§ TEXTO EXTRAÍDO:

Jardim Botânico de Brasília, 18 de agosto de 2042
No agosto de vinte, voltei a Brasília, para conversar com secretários de educação e rever educadores amigos com quem convivera e trabalhara no chão da escola. O Sandro era um deles. Em Brasília vivera anos de felicidade, outros de profundo desgosto. Adoentado, partiu para outras paragens.
O professor perfumava a sala de aula com o som dos “clássicos”, enquanto inventava formas de enganar a fome que roubava as forças dos seus alunos e os levava a adormecer durante as aulas.
“Ó Professor, o Tiago está a dormir! Isso é mesmo música para dormir!”
O professor Sandro não se deixava abater. As “Quatro Estações” repetidamente afagaram os empedernidos ouvidos dos alunos, até ao dia em que uma zelosa funcionária de limpeza resolveu passar o pano do pó sobre o disco de vinil. A agulha rasgou um novo e profundo sulco no disco, que calou para sempre o Vivaldi.
Em abono da verdade se diga que para sempre não foi. O silêncio foi de curta duração. Certo dia, no tempo de trabalho em grupo, o professor viu, num canto da sala, três alunos (entre os quais, o nosso Tiago), de olhos fechados e mãos dadas, balanceando as cabeças. Aproximou-se a tempo de os ouvir trauteando o segundo andamento do concerto de Inverno das “Quatro Estações”.

§ LINHAS DE DADOS:
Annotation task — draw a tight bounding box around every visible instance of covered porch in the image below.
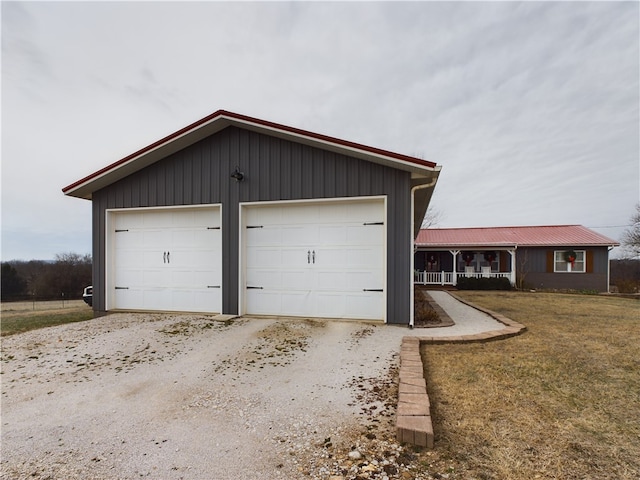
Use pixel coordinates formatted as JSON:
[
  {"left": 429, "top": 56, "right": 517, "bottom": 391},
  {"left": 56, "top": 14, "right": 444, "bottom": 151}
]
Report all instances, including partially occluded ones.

§ INSTRUÇÕES DA TAREFA: Pode copiar do texto extraído, sem alterações, o trecho entre "O professor perfumava" e "durante as aulas.", inclusive?

§ SOLUÇÃO DO EXERCÍCIO:
O professor perfumava a sala de aula com o som dos “clássicos”, enquanto inventava formas de enganar a fome que roubava as forças dos seus alunos e os levava a adormecer durante as aulas.